[TAREA ESCRITA]
Copia completo, por favor, el texto sobre el indulto.

[FRAGMENTO MOSTRADO]
↓

La España del indulto

“Yo soy un radical enemigo del indulto, de todos los indultos”. Esta enfática declaración no pertenece a ningún seudofascista de la nueva escuela sino a don Luis Jiménez de Asúa, diputado a Cortes por el PSOE en las Constituyentes de la II República y presidente de la comisión que redactó la nueva Constitución. Fue también vicepresidente del Parlamento tras la victoria del Frente Popular en 1936; representante de España ante la Sociedad de Naciones y presidente de la República Española en el exilio durante ocho años, hasta su muerte en 1970. Además fue, y sigue siendo gracias a su inmenso legado, maestro indiscutible del derecho penal. O sea que podremos convenir en que manifestarse contra la concesión de indultos, de cualquier clase de ellos, pertenece a lo más granado de la tradición de la izquierda.

↑

(Registros de un conjunto de datos de anotación)
↓

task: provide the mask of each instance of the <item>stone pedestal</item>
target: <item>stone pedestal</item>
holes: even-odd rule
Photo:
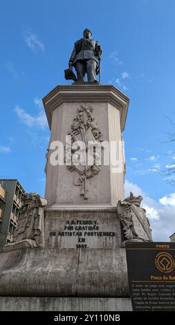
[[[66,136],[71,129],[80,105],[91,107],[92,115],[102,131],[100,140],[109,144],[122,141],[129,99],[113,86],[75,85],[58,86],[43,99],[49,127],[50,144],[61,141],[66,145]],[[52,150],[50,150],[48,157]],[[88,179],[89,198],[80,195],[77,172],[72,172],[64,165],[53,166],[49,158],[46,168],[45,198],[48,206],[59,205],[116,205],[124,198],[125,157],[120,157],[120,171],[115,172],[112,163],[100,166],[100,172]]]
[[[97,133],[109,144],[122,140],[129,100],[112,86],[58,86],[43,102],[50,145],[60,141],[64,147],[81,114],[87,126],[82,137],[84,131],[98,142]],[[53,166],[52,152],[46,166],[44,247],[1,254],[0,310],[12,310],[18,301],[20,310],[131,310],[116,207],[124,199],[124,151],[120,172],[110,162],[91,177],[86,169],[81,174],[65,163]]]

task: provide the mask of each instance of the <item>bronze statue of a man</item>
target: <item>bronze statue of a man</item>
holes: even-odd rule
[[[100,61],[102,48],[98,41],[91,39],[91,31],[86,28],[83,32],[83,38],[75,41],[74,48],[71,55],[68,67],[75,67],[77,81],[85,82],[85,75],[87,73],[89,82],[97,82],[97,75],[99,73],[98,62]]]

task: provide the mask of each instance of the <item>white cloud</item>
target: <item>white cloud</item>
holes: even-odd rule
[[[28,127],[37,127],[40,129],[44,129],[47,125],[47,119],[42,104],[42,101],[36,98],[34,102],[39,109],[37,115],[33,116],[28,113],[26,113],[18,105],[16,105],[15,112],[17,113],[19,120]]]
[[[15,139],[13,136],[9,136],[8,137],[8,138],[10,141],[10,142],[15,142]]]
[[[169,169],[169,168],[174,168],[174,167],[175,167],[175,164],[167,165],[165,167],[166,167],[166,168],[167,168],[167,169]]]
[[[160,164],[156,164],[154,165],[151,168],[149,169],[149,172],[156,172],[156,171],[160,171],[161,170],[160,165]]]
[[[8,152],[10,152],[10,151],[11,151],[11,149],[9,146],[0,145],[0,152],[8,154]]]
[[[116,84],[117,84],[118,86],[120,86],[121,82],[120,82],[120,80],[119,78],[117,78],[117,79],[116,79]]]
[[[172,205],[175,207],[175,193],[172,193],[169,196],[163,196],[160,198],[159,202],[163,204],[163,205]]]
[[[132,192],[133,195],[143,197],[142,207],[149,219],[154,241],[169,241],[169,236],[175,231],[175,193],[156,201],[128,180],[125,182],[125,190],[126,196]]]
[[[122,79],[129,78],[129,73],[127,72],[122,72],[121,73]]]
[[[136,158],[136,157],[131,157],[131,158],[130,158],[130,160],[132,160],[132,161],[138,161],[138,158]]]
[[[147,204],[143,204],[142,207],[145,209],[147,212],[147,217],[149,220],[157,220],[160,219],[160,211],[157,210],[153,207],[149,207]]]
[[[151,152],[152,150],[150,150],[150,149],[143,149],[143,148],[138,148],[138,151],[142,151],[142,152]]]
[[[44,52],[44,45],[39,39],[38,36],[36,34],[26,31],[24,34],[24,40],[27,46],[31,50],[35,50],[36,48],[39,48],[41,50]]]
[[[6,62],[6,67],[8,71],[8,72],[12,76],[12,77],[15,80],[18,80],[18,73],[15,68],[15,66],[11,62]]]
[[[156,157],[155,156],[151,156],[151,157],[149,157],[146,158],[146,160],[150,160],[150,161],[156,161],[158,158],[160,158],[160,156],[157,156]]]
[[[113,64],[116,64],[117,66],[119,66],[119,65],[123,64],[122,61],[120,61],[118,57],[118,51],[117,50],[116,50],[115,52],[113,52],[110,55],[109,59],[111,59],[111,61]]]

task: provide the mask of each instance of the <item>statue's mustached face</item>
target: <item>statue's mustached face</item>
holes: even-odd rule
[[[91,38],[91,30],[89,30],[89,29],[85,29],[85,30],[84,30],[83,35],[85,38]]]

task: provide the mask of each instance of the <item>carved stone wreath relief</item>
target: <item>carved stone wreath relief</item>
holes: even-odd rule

↑

[RESULTADO]
La España del indulto

“Yo soy un radical enemigo del indulto, de todos los indultos”. Esta enfática declaración no pertenece a ningún seudofascista de la nueva escuela sino a don Luis Jiménez de Asúa, diputado a Cortes por el PSOE en las Constituyentes de la II República y presidente de la comisión que redactó la nueva Constitución. Fue también vicepresidente del Parlamento tras la victoria del Frente Popular en 1936; representante de España ante la Sociedad de Naciones y presidente de la República Española en el exilio durante ocho años, hasta su muerte en 1970. Además fue, y sigue siendo gracias a su inmenso legado, maestro indiscutible del derecho penal. O sea que podremos convenir en que manifestarse contra la concesión de indultos, de cualquier clase de ellos, pertenece a lo más granado de la tradición de la izquierda.